── Extracted data ──

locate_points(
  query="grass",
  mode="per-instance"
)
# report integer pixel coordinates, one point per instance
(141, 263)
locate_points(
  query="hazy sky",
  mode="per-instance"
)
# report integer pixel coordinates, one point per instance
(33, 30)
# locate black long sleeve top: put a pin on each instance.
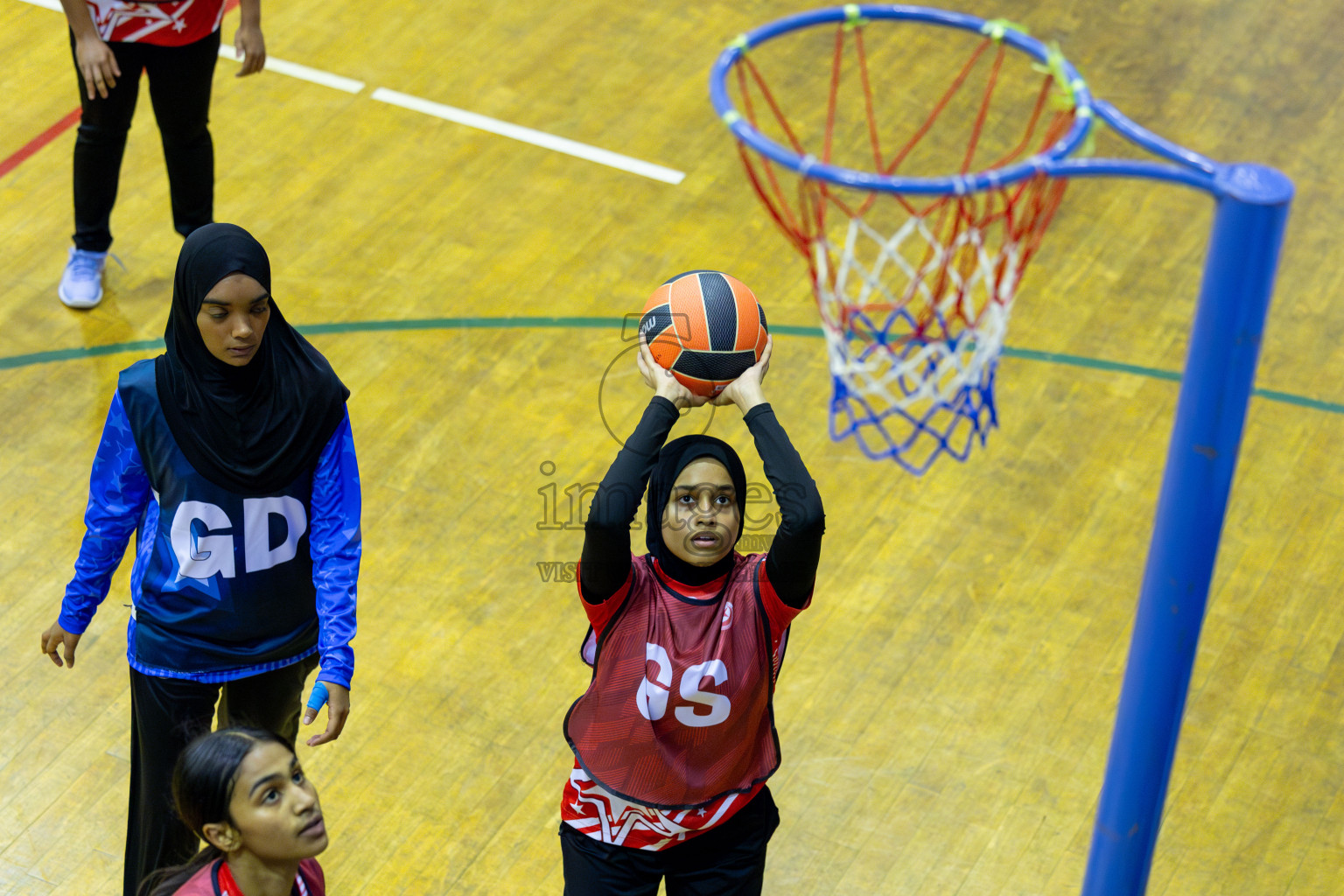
(792, 560)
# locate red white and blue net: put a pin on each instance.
(914, 290)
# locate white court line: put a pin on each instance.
(528, 136)
(451, 113)
(295, 70)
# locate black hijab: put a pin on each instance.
(675, 457)
(252, 429)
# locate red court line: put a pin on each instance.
(39, 141)
(60, 128)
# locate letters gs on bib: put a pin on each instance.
(200, 556)
(652, 696)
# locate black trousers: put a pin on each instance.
(727, 860)
(179, 88)
(165, 715)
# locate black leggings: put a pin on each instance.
(165, 715)
(179, 88)
(727, 860)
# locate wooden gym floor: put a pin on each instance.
(947, 705)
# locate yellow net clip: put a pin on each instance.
(1068, 89)
(996, 29)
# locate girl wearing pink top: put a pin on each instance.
(242, 792)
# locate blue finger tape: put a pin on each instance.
(318, 697)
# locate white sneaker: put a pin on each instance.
(80, 285)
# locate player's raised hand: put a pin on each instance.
(746, 391)
(662, 381)
(338, 710)
(250, 47)
(58, 640)
(98, 66)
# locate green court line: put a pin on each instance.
(617, 323)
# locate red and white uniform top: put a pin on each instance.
(676, 731)
(165, 24)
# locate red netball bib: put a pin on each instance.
(679, 713)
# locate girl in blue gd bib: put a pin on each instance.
(231, 458)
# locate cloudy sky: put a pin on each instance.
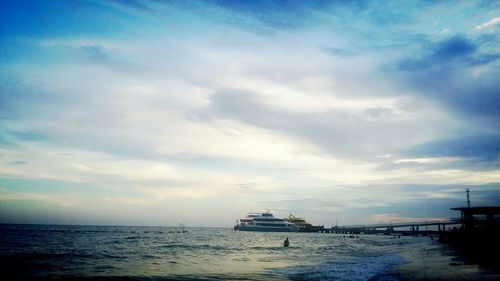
(142, 112)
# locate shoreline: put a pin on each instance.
(437, 261)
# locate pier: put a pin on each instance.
(402, 228)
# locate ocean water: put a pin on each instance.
(48, 252)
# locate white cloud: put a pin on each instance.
(494, 21)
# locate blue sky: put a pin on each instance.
(196, 112)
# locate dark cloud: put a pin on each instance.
(340, 132)
(457, 49)
(486, 147)
(448, 73)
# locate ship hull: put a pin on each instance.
(265, 229)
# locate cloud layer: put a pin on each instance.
(120, 112)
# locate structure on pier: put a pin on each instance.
(480, 218)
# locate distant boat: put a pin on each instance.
(303, 225)
(265, 222)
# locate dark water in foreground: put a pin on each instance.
(160, 253)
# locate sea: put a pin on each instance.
(57, 252)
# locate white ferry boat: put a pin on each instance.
(264, 222)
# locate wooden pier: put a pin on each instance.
(404, 228)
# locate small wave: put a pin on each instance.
(195, 247)
(375, 268)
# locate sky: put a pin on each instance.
(149, 112)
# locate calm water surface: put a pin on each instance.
(161, 253)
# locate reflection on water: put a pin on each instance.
(32, 251)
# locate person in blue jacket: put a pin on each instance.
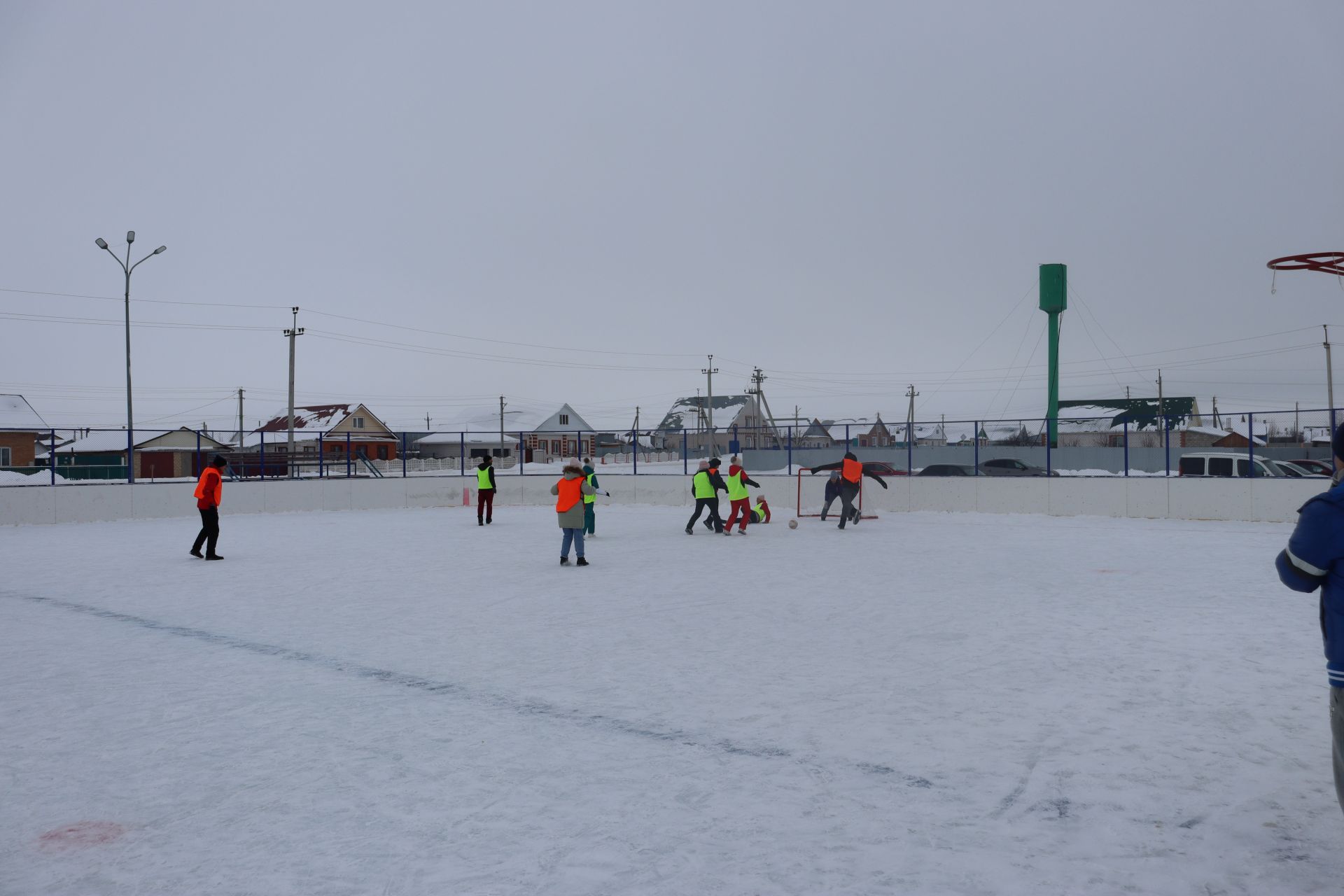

───

Exercise description: No pictures should appear in the copy, and each record above is to be returned exactly.

Answer to the exercise:
locate_points(
  query="grass",
  mode="per-instance"
)
# report integer pixel coordinates, one point per instance
(141, 263)
locate_points(
  query="hazy sky",
  mode="per-instance"
)
# report integer pixel coordinates, one point per instance
(33, 30)
# locate black long sleeve top: put a pin on each instance.
(792, 560)
# locate red white and blue net: put a pin on each instance.
(914, 290)
# locate white court line: put a pin on each instance.
(528, 136)
(451, 113)
(295, 70)
# locate black hijab: put a pin on each instance.
(675, 457)
(252, 429)
# locate red court line: put a pin on each instance.
(39, 141)
(60, 128)
# locate letters gs on bib: put a pin on each instance.
(200, 556)
(652, 696)
# locate black trousers: put a pin on each instance.
(727, 860)
(179, 88)
(165, 715)
# locate black leggings: put a pin on each instance.
(165, 715)
(179, 88)
(727, 860)
# locate wooden gym floor: put a pin on each instance.
(947, 705)
# locate yellow net clip: put a pin on each instance.
(1068, 89)
(996, 29)
# locate girl wearing pink top: put a pin on each instance.
(242, 792)
# locate blue finger tape: put a pin on each instance.
(318, 697)
# locate white sneaker: put a pin on each instance.
(80, 285)
# locate player's raised hand: put a pin on each instance.
(746, 391)
(662, 381)
(338, 710)
(250, 47)
(58, 640)
(98, 66)
# locate green court line: put a pin on each instance.
(617, 323)
# locate red and white uniform top: put a pin on each instance.
(676, 731)
(165, 24)
# locate red netball bib: put a pin on each instance.
(679, 713)
# locate girl in blue gd bib: put a pin on each instance.
(231, 458)
# locate cloudy sky: put a pin on each instance.
(142, 112)
# locate shoreline: put a pin on each instance.
(437, 261)
# locate pier: put a pin on each instance.
(402, 228)
# locate ocean water: put a pin on each instance.
(48, 252)
# locate white cloud: put a pin on each instance.
(494, 21)
# locate blue sky: put a pin on each instance.
(196, 112)
# locate dark cloud: put a pin on each instance.
(340, 132)
(457, 49)
(486, 147)
(448, 73)
# locate ship hull: put a pin on each instance.
(265, 229)
# locate cloud layer: put a pin on each instance.
(120, 112)
# locate structure on pier: put a pin on each instance.
(480, 218)
# locate distant boat: put a pin on each instance.
(303, 225)
(265, 222)
# locate dark water in foreground: put a pin on each instance.
(160, 253)
# locate sea: put a pin on each instance.
(57, 252)
# locate white ferry boat: put a pin on each instance.
(264, 222)
# locate wooden pier: put a pin on each instance.
(404, 228)
# locate small wave: put a pin on each instance.
(195, 247)
(375, 268)
# locate sky: put a pin on each instance.
(149, 112)
# locate calm water surface: put a pin on each instance.
(161, 253)
# locate reflection on water: put a pin on each instance.
(32, 251)
# locate person in blue jacket: put a pin on each instance.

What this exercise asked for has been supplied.